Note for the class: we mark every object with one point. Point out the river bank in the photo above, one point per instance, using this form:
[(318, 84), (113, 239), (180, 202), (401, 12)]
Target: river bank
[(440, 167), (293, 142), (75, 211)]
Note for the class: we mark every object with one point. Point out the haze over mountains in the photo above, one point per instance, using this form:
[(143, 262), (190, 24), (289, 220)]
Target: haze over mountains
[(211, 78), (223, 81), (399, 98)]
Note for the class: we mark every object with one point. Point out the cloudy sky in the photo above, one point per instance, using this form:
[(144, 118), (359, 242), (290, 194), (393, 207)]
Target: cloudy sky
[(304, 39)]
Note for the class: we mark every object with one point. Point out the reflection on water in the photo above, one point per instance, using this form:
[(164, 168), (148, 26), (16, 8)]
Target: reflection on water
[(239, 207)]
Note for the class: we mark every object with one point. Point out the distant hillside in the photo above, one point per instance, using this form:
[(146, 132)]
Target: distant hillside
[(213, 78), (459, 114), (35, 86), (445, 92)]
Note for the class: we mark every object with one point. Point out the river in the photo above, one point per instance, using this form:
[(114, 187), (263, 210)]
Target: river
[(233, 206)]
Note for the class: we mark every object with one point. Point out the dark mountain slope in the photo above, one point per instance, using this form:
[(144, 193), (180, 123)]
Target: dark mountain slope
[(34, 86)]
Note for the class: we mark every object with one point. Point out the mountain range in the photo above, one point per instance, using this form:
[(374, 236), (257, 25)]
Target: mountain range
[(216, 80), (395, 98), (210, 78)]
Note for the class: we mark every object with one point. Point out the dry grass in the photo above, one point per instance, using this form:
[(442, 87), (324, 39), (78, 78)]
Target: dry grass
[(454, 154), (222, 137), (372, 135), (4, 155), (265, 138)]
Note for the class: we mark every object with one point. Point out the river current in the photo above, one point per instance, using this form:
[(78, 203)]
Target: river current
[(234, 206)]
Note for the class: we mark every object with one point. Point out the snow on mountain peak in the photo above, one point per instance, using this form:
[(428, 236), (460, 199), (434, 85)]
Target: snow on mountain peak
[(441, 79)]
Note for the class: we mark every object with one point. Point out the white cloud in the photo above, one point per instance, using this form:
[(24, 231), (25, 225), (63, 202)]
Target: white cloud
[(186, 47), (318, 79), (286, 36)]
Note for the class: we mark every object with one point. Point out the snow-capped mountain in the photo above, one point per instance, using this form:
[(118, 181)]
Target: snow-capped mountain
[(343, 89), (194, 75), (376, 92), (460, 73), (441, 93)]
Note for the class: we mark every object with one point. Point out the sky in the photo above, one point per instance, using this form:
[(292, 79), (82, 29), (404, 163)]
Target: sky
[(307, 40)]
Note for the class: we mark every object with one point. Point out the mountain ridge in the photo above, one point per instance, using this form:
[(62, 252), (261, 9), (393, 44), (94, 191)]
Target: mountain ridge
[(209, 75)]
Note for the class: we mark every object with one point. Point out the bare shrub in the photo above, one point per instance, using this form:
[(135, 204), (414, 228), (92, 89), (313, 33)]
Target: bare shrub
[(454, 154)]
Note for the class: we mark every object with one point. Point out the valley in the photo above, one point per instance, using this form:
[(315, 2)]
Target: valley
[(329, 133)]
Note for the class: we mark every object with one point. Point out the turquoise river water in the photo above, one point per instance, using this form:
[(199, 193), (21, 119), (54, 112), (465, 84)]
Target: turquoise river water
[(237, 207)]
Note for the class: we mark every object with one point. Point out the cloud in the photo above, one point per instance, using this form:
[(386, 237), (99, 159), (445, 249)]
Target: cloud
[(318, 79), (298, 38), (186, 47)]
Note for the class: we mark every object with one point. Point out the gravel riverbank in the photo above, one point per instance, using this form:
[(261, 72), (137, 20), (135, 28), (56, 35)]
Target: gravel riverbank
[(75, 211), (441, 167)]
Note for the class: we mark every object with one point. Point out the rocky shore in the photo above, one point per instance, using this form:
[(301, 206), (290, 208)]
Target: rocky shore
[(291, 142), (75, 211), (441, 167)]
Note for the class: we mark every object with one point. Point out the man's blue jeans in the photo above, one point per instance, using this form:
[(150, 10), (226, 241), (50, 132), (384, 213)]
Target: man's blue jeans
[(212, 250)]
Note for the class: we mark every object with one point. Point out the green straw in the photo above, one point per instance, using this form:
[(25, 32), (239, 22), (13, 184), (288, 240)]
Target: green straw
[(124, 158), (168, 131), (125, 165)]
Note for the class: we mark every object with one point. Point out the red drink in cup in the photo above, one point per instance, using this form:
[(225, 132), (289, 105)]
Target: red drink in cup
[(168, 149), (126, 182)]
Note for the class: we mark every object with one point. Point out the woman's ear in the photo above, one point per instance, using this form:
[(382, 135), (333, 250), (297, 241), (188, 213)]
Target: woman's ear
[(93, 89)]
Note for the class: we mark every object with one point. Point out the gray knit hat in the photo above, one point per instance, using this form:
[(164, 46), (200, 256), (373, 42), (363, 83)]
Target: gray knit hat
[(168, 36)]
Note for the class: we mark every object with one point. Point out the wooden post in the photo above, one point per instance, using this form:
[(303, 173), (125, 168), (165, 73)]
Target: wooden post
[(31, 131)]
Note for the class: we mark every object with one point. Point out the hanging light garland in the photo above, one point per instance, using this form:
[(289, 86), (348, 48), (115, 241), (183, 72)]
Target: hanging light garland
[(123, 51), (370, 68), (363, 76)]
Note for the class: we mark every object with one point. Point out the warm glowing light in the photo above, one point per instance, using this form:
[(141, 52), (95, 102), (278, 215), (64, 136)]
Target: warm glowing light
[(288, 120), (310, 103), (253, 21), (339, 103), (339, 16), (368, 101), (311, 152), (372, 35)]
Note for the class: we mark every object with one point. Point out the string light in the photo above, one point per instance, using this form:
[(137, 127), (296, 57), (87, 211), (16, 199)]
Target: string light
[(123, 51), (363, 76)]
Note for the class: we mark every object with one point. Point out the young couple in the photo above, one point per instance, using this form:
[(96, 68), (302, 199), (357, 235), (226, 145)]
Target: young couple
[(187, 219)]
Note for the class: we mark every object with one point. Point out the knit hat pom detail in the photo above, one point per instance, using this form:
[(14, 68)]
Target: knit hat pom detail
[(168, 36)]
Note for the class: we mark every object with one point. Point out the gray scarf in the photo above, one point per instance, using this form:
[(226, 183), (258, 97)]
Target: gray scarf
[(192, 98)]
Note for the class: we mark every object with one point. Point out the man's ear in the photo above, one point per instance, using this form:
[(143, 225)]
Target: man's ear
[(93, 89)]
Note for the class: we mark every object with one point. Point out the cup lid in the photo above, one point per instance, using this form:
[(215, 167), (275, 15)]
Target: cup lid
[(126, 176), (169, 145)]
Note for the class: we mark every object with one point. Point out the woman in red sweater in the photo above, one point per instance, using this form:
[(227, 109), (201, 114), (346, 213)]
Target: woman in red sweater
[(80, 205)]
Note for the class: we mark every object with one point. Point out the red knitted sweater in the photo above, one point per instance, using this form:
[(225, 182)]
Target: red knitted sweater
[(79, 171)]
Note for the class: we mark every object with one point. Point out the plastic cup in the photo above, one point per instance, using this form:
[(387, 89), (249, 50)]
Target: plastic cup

══════

REQUIREMENT: From the entries above, print the lines beginning at the one with "the river current" and stopping after the one with "[(428, 236), (460, 199), (434, 85)]", exactly as written and with nothing else.

TASK SOLUTION:
Note for the class: we mark every object with one point. Point out the river current in the photo above, one point per instance, using this form:
[(78, 203)]
Target: river current
[(234, 206)]
Note for the class: we mark every object with one point. Point out the snow on mountain peak in the photo above, one point per instance, using this form:
[(428, 236), (460, 199), (434, 85)]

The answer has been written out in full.